### QUOTED PASSAGE
Everything You Ever Wanted to Know About Eyeshadow

Eyeshadow palette

 

In theory, choosing an eyeshadow should be simple. Pick the color you want and apply it. But like deciding where to go for dinner when you’re with a group of people or coming up with a response to that cute guy’s initial text, it’s not easy. Too bad you don’t have a professional makeup artist who loves to give unsolicited beauty advice at your disposal…

I want to make your life less confusing–the opposite of what that cute guy texting you seems to be doing–so let me walk you through eyeshadow terms you have probably heard or might hear in the future.

 

FINISHES

matte eyeshadow

Matte: Flat with no shine or sparkle. Matte shadows do not reflect light. They typically give the highest color payoff, but a cheap matte shadow can be patchy.

MAC Phloof

Frost: Frost shadows have light reflecting particles that give off a shiny effect. Great for highlighting the center or inner corners of the eyes, but can draw attention to wrinkles and creases.

satin eyeshadow, eyeshadow finishes

Satin: Matte with a little bit of sparkle shot through it. The tiny light reflecting particles in satin shadows give off a sheen, but the effect is very subtle. It’s like the kitten heel of eyeshadows. If you like some shine to your eyeshadow but don’t want to accentuate crepey skin, a satin shadow might work for you.

Motives eyeshadow

Pearlized: Satin’s big sister. Pearlized shadows aren’t quite frosts, but they pack more of a punch than satins.

### SET PROBLEM 1
Reproduce verbatim the part of the records running from the line containing "Indicate the thin" through the end of the records.

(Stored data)
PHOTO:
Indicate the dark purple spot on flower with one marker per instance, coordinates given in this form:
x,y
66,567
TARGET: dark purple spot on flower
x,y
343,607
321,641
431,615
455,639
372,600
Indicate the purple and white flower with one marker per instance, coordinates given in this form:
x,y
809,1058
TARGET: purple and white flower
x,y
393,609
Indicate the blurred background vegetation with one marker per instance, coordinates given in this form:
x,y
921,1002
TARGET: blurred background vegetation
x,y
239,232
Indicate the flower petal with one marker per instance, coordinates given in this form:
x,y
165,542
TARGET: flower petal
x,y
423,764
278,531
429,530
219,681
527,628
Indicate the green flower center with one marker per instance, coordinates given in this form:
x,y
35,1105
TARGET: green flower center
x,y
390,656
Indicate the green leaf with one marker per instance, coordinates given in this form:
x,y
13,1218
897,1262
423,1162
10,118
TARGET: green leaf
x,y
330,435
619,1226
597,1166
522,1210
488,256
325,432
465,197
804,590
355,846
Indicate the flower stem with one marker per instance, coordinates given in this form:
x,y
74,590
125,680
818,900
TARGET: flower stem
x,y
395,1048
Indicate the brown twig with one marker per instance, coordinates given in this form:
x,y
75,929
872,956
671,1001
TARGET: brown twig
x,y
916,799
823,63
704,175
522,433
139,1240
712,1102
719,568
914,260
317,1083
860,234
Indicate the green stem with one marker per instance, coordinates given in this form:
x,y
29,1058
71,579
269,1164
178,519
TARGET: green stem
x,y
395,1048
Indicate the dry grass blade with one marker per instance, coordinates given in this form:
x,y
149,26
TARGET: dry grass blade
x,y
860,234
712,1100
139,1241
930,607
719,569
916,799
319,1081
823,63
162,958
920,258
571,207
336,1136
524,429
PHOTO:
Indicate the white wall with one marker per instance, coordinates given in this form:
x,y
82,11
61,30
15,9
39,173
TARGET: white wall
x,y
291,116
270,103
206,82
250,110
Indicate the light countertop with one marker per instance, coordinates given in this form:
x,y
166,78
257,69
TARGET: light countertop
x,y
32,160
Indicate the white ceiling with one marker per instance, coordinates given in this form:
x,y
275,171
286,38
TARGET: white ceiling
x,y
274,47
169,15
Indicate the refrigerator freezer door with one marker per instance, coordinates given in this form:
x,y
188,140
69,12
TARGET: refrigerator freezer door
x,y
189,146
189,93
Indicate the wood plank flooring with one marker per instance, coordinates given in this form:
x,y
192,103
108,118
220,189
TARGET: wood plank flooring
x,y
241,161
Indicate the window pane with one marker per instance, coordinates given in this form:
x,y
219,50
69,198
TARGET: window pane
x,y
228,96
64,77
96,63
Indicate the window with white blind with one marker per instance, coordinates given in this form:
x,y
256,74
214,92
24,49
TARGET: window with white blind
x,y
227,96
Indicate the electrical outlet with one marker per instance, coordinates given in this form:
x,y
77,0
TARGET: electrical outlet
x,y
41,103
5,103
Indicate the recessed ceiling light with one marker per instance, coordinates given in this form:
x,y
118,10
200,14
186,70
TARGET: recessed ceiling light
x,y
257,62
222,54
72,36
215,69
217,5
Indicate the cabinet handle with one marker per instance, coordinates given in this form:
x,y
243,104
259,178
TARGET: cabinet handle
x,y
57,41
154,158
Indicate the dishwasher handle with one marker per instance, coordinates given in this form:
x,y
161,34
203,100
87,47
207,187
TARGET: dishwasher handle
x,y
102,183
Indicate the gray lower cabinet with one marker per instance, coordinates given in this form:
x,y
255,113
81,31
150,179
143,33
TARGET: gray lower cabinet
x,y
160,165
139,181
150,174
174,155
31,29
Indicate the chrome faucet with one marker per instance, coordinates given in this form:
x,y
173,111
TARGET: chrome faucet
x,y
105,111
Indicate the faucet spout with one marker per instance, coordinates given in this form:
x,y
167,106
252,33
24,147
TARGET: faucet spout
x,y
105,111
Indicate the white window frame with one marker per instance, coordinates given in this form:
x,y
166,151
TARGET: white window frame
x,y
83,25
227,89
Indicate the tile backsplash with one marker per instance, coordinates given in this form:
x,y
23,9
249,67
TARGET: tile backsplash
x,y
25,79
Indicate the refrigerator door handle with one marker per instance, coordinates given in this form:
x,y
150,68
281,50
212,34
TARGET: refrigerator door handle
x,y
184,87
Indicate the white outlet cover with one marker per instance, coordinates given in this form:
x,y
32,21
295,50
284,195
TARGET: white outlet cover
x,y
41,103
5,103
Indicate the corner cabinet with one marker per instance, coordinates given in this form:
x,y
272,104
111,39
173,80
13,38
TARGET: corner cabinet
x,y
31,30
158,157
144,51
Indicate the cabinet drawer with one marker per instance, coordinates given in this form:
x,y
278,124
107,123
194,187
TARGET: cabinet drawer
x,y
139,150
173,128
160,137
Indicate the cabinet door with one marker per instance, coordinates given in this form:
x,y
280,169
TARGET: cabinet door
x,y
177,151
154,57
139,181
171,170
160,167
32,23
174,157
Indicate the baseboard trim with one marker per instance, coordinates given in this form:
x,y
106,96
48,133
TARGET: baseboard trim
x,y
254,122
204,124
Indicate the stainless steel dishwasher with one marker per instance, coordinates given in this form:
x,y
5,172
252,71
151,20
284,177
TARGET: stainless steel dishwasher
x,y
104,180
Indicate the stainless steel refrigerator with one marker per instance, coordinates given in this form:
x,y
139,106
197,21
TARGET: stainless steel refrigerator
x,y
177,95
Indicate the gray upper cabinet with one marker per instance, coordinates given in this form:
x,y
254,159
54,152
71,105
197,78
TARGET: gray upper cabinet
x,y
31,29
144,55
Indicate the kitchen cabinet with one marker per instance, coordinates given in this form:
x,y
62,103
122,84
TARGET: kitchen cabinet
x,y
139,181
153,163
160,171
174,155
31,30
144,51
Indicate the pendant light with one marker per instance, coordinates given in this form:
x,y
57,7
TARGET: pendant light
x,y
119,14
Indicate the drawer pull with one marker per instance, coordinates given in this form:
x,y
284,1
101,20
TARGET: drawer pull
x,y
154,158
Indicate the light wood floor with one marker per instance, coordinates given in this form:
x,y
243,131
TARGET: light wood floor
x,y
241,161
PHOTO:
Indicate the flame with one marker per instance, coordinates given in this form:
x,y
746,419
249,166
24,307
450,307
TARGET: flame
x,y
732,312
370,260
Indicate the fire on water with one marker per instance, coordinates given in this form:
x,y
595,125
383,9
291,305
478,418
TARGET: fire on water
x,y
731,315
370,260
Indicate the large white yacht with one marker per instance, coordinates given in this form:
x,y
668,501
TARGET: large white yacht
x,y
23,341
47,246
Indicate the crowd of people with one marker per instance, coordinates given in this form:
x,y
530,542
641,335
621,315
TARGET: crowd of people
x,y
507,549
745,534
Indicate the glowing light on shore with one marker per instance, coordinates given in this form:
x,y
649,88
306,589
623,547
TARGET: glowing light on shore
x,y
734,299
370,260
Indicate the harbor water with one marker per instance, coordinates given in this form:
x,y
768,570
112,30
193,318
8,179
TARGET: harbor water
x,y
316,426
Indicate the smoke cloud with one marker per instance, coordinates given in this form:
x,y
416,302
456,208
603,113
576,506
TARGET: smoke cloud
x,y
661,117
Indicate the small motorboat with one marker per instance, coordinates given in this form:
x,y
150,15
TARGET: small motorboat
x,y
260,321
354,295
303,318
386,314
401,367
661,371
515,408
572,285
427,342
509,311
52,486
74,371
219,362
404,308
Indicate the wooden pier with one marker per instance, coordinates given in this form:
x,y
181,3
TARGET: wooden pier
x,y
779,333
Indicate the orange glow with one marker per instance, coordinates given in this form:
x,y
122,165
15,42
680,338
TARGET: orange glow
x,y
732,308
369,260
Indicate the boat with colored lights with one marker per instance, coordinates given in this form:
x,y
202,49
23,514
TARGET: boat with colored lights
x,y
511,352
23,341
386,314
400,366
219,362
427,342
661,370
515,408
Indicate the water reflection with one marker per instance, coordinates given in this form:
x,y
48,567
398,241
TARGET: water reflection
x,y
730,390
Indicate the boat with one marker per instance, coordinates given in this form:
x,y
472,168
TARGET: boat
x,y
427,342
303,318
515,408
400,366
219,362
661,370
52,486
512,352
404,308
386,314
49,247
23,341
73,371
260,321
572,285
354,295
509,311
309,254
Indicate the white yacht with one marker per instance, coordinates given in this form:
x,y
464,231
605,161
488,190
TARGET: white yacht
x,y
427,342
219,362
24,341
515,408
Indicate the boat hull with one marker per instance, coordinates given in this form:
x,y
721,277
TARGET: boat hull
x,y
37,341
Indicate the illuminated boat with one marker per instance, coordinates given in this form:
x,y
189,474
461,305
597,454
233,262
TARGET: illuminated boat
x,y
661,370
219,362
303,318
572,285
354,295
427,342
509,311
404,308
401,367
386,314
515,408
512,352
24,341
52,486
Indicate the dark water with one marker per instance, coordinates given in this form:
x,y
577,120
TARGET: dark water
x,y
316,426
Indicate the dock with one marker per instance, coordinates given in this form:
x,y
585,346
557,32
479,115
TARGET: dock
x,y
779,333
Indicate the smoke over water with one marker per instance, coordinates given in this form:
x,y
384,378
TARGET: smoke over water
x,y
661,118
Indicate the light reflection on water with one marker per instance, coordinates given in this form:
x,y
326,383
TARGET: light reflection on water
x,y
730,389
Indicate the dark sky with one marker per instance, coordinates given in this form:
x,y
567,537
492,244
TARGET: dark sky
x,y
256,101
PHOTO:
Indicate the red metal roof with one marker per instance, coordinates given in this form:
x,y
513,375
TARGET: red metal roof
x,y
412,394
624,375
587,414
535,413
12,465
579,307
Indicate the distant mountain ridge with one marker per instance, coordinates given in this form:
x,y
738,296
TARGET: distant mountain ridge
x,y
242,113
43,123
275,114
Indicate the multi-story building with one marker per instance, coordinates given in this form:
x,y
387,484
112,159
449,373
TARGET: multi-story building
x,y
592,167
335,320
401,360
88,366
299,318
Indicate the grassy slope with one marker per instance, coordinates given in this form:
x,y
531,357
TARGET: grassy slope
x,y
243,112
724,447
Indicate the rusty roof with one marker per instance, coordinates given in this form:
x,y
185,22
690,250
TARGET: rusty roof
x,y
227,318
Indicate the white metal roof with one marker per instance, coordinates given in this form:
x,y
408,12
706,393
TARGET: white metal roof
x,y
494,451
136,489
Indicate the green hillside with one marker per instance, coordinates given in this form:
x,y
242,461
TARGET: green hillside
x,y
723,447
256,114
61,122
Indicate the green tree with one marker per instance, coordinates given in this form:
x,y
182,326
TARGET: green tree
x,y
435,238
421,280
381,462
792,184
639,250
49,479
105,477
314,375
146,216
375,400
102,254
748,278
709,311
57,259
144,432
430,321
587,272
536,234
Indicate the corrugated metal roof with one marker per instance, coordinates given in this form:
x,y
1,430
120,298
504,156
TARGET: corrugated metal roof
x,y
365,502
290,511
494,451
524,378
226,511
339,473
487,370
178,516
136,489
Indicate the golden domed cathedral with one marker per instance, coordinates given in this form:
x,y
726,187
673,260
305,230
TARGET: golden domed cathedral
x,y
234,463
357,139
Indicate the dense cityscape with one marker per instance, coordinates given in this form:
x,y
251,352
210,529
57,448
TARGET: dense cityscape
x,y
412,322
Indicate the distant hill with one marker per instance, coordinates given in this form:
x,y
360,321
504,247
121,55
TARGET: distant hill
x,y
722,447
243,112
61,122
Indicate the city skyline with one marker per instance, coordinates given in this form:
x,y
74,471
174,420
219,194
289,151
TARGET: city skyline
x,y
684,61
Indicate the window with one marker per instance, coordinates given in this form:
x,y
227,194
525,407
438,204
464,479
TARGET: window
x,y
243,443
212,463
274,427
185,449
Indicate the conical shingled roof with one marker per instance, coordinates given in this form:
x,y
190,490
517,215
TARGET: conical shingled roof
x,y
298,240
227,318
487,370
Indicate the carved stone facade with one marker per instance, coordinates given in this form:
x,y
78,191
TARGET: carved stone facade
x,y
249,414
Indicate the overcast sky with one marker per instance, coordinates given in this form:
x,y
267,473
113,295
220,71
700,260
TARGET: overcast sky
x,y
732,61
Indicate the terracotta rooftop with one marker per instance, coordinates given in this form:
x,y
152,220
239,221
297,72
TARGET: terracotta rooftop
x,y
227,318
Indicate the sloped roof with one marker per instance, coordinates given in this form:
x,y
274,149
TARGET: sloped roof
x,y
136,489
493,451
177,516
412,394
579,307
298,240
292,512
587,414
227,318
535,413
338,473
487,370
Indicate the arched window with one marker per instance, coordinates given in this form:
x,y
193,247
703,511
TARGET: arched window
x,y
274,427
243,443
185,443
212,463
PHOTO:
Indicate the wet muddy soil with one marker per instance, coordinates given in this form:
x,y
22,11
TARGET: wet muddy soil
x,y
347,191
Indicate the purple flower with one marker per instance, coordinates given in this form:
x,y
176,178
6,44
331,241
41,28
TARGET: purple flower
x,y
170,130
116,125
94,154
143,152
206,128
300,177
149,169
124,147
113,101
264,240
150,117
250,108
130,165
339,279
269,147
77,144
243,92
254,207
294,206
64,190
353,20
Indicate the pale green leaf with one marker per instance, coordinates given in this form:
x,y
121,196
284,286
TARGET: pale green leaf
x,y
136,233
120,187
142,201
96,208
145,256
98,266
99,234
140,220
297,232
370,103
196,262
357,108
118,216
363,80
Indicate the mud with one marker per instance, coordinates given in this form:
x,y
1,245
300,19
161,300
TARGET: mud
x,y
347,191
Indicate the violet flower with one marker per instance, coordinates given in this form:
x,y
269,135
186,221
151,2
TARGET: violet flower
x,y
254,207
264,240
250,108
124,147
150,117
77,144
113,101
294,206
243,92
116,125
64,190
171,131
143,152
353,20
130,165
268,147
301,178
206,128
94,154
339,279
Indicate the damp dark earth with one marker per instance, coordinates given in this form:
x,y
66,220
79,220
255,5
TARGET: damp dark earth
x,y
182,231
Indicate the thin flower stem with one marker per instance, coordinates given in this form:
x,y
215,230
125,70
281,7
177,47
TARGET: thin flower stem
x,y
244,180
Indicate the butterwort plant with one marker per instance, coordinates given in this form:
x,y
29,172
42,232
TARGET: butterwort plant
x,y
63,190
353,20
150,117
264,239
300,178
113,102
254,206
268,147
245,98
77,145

### SET PROBLEM 2
Write the next part of the eyeshadow article, starting right after its final sentence.

### ANSWER 1
Indicate the thin flower stem with one marker per instance, coordinates given in this form:
x,y
215,230
125,70
281,7
177,47
TARGET: thin flower stem
x,y
244,180
Indicate the butterwort plant with one marker per instance, coordinates given in this form:
x,y
29,172
42,232
TARGET: butterwort plant
x,y
63,190
353,20
150,117
264,239
300,178
113,102
254,206
268,147
245,98
77,145

### ANSWER 2
Metallic gold

Metallic: These shadows are meant to look like actual metals–gold, silver, bronze, etc. Their light reflecting particles are usually larger. Because of this, they can’t be as tightly packed as matte shadows, which means they are more like to cause fallout.

Shimmer eyeshadow

Shimmer: Contains light reflecting particles. Shimmer is a broad term that encompasses pearlized, frost and metallic finishes.

Velvet eyeshadow

Velvet: This finish is very soft and buttery. It can contain no shimmer, a little shimmer or full-on shimmer. Cheaper velvet shadows may not adhere well to the skin.

 

 

FORMULATIONS

Naked palette

Powder: The most common type of eyeshadow. It can come as a single shadow, a duo, trio, quad or larger palette. Powder eyeshadows are usually applied with a brush.

Chanel eyeshadow

Stick: Creamier than a powder shadow and easy to apply. You draw it on, then blend with a brush or your finger. Some stick shadows are very sheer, “slippery” and wear off easily, others are more opaque and long-lasting.

Waterproof eyeshadow

Cream: Cream shadows typically come in a little jar. The can come in any finish. Cream shadows, like stick shadows, can be slippery and can wear off easily. Some companies make long-lasting and/or waterproof cream shadows. You can apply them with a brush or fingers.

Eyeshadow pigments

Pigment: Pigments are loose, highly concentrated powder eyeshadows. A good pigment will give you strong color payoff with minimal product. They adhere best to the skin when placed over a cream shadow or primer. I find them easiest to apply with a brush.

I hope I have answered all of your burning questions about eyeshadows. If not, comment at me.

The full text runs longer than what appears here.